### DIRECTIONS FOR THIS TASK
Identify each line of the data that contains the string "clicks" and copy those lines in full. Case counts.

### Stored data
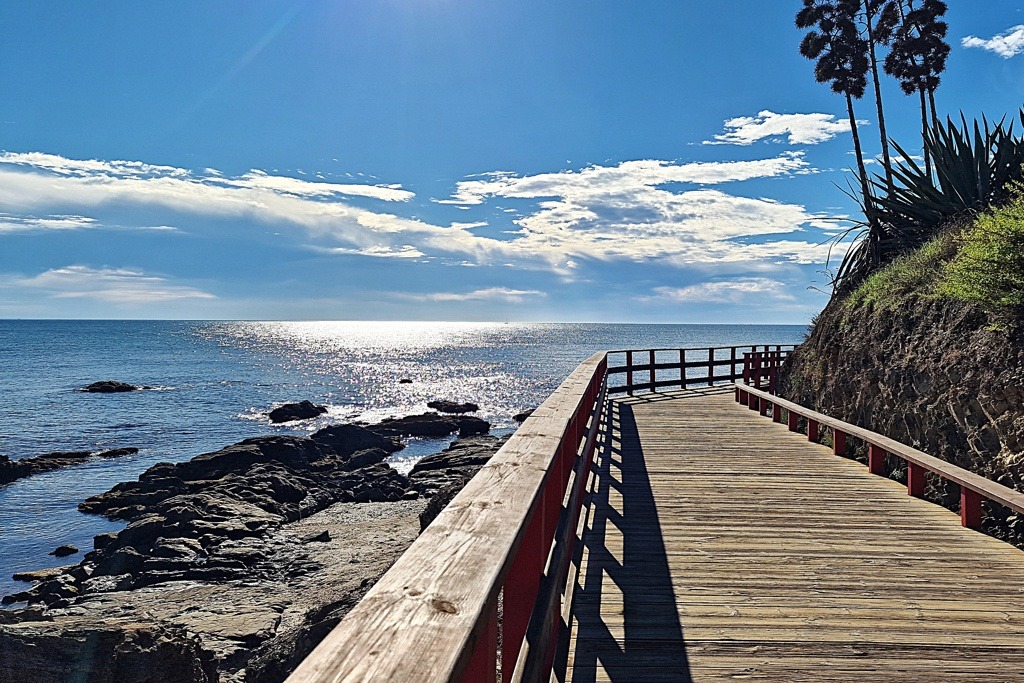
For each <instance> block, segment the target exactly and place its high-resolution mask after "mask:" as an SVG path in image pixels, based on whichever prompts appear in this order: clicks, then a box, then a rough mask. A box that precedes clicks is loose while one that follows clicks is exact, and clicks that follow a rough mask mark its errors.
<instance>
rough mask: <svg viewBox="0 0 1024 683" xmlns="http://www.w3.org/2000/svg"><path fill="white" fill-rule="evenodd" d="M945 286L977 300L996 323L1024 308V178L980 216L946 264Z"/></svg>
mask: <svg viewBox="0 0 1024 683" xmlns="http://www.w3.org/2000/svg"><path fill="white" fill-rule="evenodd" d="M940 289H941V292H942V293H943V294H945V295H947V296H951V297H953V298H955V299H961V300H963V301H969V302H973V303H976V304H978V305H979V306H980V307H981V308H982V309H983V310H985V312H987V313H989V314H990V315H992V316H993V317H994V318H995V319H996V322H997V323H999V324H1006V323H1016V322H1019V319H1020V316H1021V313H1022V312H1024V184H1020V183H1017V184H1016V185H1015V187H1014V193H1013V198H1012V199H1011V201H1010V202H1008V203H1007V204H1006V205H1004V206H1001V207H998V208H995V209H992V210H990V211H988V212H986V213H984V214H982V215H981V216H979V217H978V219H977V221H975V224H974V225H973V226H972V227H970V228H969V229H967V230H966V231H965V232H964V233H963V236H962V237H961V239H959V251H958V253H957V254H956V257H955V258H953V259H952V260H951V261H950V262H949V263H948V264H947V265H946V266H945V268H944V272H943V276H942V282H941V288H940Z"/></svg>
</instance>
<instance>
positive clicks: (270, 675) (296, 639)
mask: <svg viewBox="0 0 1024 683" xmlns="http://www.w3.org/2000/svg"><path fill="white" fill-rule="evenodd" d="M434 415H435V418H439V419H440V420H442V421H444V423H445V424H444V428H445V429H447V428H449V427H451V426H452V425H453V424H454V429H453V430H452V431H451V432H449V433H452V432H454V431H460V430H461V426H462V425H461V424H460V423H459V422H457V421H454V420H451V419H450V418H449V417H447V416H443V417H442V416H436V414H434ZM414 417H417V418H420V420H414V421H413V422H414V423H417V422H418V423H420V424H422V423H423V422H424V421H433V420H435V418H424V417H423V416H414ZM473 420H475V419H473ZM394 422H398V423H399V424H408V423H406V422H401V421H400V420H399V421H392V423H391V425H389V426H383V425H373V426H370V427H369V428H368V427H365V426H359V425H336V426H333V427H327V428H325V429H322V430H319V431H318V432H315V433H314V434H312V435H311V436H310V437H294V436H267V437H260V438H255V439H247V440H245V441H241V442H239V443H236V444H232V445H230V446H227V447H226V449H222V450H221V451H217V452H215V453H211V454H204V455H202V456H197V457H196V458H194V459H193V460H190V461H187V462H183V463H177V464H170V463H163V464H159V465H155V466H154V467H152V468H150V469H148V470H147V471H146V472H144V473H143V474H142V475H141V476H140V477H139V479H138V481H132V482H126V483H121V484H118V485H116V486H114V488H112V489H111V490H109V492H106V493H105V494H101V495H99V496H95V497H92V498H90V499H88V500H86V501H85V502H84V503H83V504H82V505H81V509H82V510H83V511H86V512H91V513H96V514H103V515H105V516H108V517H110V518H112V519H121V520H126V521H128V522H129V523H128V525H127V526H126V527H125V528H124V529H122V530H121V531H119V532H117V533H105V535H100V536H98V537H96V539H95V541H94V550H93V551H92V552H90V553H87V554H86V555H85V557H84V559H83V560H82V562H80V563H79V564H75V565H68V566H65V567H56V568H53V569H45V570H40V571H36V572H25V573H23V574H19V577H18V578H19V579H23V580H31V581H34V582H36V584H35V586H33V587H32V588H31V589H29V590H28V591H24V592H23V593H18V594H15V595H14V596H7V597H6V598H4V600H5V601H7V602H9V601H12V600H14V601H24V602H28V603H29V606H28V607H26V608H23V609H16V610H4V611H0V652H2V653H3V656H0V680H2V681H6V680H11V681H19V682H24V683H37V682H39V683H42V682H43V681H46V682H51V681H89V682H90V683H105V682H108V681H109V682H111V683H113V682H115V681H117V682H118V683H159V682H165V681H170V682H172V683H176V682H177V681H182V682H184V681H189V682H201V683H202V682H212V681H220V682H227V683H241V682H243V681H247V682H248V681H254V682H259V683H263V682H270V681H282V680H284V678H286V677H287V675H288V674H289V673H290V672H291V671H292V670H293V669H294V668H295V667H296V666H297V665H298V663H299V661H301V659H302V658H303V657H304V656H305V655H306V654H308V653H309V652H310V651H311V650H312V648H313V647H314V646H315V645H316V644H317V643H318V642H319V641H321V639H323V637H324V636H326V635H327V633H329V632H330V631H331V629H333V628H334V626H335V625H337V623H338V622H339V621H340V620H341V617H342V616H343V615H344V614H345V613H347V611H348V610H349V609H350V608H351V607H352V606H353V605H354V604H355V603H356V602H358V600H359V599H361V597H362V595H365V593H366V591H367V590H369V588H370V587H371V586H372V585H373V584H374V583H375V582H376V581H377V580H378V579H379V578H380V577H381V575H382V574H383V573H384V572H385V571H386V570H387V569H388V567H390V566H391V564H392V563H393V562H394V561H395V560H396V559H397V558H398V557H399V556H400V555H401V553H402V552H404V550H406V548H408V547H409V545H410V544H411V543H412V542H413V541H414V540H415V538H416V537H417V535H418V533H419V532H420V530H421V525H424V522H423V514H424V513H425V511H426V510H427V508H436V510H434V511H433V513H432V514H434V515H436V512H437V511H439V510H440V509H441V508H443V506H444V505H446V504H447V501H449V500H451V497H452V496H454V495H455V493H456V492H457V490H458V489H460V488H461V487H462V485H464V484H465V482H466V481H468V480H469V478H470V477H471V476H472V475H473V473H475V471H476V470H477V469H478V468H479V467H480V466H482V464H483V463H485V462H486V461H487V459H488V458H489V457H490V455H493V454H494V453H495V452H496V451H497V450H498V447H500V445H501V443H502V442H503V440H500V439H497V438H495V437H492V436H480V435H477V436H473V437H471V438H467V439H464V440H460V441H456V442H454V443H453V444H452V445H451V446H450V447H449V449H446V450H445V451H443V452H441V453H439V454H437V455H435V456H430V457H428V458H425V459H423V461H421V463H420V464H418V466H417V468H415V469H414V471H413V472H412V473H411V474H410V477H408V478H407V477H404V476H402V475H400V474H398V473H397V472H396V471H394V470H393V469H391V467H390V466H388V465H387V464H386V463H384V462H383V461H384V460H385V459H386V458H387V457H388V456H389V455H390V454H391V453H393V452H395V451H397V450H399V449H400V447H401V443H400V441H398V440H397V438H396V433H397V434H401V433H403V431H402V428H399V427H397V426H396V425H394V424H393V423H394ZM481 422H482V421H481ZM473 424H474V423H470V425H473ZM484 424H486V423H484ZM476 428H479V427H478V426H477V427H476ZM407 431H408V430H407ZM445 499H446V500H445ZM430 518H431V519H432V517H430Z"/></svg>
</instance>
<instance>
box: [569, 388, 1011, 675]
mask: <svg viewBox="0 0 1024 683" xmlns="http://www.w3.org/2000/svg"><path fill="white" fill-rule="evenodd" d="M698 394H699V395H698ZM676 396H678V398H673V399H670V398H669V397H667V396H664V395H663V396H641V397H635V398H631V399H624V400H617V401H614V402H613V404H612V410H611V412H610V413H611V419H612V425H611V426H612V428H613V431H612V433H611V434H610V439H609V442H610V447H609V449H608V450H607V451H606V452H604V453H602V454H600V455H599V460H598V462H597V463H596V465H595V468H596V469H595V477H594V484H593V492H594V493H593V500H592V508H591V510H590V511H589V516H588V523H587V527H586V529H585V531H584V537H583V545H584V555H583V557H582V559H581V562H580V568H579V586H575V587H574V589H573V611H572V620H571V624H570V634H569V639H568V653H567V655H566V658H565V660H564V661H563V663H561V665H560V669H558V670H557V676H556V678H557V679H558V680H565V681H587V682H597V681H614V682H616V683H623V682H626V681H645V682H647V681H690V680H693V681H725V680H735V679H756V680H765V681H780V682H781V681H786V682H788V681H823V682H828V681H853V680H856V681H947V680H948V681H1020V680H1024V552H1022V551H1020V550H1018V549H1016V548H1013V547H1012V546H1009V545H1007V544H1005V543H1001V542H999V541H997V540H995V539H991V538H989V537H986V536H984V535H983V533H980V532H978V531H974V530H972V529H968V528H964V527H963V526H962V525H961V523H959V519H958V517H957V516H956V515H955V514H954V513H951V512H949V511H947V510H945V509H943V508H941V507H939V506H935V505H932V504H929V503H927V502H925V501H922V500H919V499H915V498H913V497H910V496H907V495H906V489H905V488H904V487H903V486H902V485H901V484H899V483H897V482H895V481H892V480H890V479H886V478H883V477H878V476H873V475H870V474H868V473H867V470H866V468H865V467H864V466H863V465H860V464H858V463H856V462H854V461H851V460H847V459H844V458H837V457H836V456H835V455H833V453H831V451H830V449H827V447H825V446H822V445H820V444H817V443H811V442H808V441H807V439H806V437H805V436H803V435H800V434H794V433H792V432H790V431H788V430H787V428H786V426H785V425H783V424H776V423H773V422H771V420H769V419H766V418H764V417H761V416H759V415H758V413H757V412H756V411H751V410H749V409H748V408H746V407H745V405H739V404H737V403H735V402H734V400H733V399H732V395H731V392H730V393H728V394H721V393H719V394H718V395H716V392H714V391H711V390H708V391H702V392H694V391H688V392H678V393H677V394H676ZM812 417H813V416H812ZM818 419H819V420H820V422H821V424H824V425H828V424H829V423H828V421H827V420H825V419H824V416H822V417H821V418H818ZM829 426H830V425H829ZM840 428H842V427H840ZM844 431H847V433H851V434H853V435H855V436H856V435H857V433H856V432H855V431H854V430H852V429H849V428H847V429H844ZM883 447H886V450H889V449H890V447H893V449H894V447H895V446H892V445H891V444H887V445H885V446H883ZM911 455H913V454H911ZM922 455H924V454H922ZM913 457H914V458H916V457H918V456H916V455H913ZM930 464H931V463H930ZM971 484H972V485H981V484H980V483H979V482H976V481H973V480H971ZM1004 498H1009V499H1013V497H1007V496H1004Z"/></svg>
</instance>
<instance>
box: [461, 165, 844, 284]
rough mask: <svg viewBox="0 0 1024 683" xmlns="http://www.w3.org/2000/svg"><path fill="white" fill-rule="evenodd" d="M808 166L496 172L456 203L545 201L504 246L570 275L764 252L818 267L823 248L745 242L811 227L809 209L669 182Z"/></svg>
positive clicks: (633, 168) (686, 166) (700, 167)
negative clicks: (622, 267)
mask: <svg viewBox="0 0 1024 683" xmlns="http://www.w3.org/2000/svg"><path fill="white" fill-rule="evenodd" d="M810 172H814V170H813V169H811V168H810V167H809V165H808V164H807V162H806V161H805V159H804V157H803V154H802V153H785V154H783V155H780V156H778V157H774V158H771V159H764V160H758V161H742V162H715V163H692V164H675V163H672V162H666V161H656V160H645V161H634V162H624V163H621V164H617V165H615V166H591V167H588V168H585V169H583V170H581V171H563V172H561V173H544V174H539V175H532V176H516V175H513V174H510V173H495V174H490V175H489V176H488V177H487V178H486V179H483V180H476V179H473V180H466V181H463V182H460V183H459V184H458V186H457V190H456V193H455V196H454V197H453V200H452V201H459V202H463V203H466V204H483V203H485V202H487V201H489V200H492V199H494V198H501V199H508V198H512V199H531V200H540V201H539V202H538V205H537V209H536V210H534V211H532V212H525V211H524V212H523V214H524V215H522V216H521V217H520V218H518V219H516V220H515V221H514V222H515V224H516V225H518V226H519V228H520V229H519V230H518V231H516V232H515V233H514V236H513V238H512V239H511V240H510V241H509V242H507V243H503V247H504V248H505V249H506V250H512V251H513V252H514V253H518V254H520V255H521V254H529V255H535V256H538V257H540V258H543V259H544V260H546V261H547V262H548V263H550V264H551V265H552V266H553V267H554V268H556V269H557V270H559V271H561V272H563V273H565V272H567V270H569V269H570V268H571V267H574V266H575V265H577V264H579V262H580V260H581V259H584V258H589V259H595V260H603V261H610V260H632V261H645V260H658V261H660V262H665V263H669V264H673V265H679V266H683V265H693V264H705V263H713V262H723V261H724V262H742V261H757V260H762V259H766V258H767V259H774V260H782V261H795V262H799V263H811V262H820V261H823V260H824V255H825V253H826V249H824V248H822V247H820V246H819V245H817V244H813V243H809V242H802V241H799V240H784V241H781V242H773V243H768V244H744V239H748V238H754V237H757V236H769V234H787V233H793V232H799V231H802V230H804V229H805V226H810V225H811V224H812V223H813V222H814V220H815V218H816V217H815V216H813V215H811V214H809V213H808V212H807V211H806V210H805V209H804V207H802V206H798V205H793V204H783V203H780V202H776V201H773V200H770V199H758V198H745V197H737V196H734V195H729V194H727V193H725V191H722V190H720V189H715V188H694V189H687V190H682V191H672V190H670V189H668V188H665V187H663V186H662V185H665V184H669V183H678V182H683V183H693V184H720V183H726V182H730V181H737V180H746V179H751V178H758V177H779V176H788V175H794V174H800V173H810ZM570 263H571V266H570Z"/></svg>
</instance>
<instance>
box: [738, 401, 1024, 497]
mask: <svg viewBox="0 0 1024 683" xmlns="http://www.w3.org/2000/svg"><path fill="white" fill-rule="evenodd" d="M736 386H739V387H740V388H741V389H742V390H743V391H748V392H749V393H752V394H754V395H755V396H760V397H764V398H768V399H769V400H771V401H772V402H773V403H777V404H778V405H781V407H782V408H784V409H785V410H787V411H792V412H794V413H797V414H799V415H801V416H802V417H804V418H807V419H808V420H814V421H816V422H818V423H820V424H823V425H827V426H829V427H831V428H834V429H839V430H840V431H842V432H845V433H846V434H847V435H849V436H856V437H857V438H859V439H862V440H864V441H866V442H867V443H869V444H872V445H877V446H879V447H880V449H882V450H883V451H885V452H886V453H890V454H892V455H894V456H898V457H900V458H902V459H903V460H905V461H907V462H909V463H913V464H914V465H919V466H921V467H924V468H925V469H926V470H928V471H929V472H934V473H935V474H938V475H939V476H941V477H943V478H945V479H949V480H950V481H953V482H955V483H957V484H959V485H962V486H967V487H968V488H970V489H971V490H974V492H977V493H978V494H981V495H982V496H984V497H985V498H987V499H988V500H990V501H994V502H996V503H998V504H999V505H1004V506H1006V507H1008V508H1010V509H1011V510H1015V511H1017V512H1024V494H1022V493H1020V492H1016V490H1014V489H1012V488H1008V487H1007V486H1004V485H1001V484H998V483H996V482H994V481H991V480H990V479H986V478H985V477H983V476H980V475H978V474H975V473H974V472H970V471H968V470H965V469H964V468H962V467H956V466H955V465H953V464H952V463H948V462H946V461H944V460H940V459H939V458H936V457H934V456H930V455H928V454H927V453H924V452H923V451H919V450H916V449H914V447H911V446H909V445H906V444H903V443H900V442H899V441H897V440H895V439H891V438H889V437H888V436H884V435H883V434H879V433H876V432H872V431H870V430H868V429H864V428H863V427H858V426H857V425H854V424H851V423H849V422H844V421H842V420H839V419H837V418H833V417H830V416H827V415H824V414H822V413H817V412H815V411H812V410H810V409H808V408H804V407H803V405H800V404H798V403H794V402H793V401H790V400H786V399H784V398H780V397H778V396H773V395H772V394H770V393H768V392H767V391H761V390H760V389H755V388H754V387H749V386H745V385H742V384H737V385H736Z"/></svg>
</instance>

### COMPLETED EXERCISE
For each <instance> block, segment the target exactly and place its high-resolution mask after "mask:" as an SVG path in image pixels, based on whichever prompts appear in this order: clicks, then a box, then a rough mask. A box that precedes clicks is loose while one that follows clicks is exact, and clicks that follow a rough mask mark its errors.
positive clicks: (270, 675) (296, 639)
positive clicks: (633, 168) (686, 166) (700, 167)
negative clicks: (622, 267)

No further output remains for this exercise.